Your goal - Please copy the records word for word, from the line that contains "Can you find the standing" through the end of the records.

Supplied material -
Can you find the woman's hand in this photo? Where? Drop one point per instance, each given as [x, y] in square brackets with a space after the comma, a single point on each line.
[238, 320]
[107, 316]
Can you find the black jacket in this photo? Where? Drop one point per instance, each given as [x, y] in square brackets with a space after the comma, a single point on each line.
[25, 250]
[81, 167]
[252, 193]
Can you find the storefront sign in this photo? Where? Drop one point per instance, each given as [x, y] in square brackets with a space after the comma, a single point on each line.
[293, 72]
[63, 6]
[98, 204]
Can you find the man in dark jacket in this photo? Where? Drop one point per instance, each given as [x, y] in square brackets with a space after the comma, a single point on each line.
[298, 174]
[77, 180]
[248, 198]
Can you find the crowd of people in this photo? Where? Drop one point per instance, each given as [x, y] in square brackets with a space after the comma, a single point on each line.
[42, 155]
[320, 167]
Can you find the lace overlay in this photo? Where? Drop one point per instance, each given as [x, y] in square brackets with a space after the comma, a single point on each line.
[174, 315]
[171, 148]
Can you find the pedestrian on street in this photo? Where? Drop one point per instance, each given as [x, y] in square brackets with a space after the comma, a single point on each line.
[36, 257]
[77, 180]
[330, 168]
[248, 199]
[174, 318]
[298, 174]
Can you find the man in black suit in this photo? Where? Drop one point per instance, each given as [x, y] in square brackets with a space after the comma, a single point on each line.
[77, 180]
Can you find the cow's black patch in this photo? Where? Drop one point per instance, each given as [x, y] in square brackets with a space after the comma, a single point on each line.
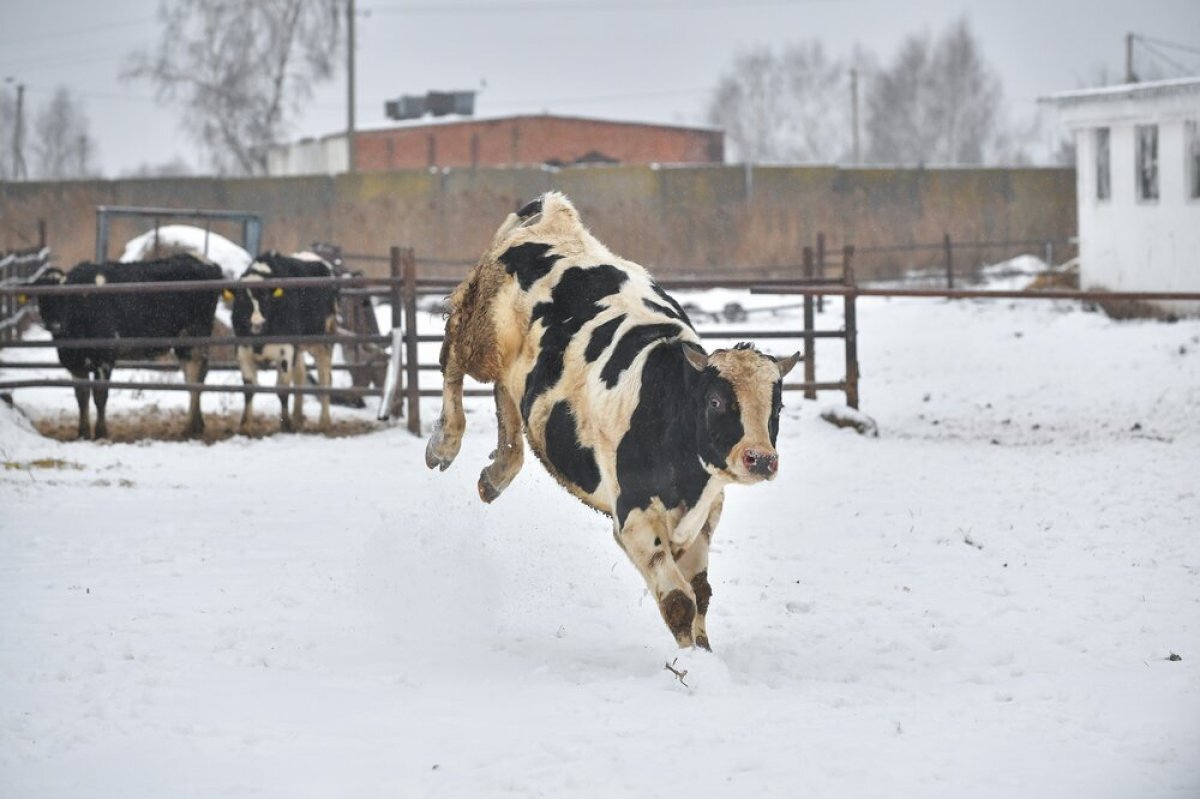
[574, 301]
[777, 404]
[575, 462]
[529, 262]
[723, 420]
[532, 208]
[630, 344]
[666, 311]
[601, 336]
[657, 457]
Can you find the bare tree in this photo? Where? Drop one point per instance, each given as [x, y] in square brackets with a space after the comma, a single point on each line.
[240, 70]
[63, 148]
[940, 102]
[792, 106]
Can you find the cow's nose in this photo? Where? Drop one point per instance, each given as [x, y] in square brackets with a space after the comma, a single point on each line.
[759, 462]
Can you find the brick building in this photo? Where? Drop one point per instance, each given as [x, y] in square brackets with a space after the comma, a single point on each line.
[505, 142]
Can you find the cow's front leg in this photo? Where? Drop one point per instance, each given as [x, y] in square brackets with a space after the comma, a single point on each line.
[102, 372]
[283, 372]
[693, 564]
[324, 358]
[645, 539]
[249, 368]
[196, 368]
[509, 452]
[447, 437]
[299, 380]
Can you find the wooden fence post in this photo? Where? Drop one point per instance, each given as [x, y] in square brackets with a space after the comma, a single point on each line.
[413, 386]
[949, 259]
[851, 320]
[820, 269]
[810, 356]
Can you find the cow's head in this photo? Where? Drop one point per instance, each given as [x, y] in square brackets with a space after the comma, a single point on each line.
[739, 398]
[252, 304]
[53, 310]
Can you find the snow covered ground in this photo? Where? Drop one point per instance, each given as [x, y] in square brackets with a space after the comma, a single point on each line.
[999, 596]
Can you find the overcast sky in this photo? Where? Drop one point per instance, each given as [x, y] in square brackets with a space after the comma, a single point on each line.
[637, 60]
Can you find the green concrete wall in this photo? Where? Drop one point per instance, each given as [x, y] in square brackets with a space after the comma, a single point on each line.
[676, 221]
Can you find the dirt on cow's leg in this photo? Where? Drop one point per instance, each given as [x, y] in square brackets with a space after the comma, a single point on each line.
[509, 452]
[645, 540]
[447, 437]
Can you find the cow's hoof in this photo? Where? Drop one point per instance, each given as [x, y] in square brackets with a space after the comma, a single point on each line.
[436, 451]
[487, 490]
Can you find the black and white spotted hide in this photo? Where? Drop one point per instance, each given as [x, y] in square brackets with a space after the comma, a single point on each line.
[303, 311]
[606, 376]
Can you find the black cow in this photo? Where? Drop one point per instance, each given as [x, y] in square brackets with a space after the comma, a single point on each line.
[605, 373]
[305, 311]
[160, 314]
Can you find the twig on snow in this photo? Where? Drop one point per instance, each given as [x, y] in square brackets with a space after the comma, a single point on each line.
[678, 674]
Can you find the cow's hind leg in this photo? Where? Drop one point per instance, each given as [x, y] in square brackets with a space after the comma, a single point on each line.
[645, 539]
[299, 380]
[693, 564]
[196, 368]
[83, 398]
[509, 452]
[249, 370]
[447, 437]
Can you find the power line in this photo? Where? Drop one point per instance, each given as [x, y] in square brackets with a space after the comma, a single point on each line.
[591, 5]
[1163, 42]
[79, 31]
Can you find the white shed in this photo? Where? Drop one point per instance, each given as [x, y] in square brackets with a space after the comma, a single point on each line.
[1138, 170]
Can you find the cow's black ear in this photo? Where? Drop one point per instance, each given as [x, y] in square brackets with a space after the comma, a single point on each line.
[786, 364]
[533, 208]
[696, 355]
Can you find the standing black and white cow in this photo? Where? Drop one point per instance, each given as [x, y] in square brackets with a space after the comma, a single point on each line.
[160, 314]
[303, 311]
[605, 373]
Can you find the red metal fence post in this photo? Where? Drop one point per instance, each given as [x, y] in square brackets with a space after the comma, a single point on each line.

Answer for this exercise -
Can you find the standing black and white cow in this photo? Where? Drop one point per instance, each given as [x, y] in square brackets with a space after the comma, a single point on each line.
[160, 314]
[303, 311]
[605, 373]
Can you find the red metal fence post in this photo? Where? Drop one point per instance, each given as [x, y] in square brackets with a space after the comma, a single point on each line.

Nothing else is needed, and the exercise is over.